- **What to produce**
Copy the listing that follows with every "point_to" changed to "locate" and nothing else altered, leaving out the pictures.

- **Source material**
***
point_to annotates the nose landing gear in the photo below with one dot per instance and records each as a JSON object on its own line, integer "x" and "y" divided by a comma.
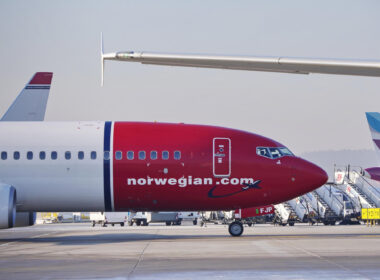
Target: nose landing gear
{"x": 236, "y": 228}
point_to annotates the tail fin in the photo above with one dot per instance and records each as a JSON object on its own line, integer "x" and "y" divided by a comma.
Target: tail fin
{"x": 374, "y": 126}
{"x": 30, "y": 104}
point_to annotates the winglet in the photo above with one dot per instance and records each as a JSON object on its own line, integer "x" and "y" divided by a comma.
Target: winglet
{"x": 102, "y": 57}
{"x": 41, "y": 78}
{"x": 30, "y": 104}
***
- **Solution**
locate annotates the nose landing gear in the photo below with one dot per instance and records each as a JSON object on its own line, integer "x" and "y" divided by a comma.
Target: nose landing gear
{"x": 236, "y": 228}
locate annotates the tail fin in the photo above with one dot per instance and records each as a JSON object on its own line, integer "x" and "y" divided by a comma.
Target: tail fin
{"x": 374, "y": 126}
{"x": 30, "y": 104}
locate annotates the winglet in the photo above with one dot per instance and records each as a JSON object on its own line, integer "x" and "y" divided by a comma.
Target: winglet
{"x": 102, "y": 57}
{"x": 41, "y": 78}
{"x": 30, "y": 104}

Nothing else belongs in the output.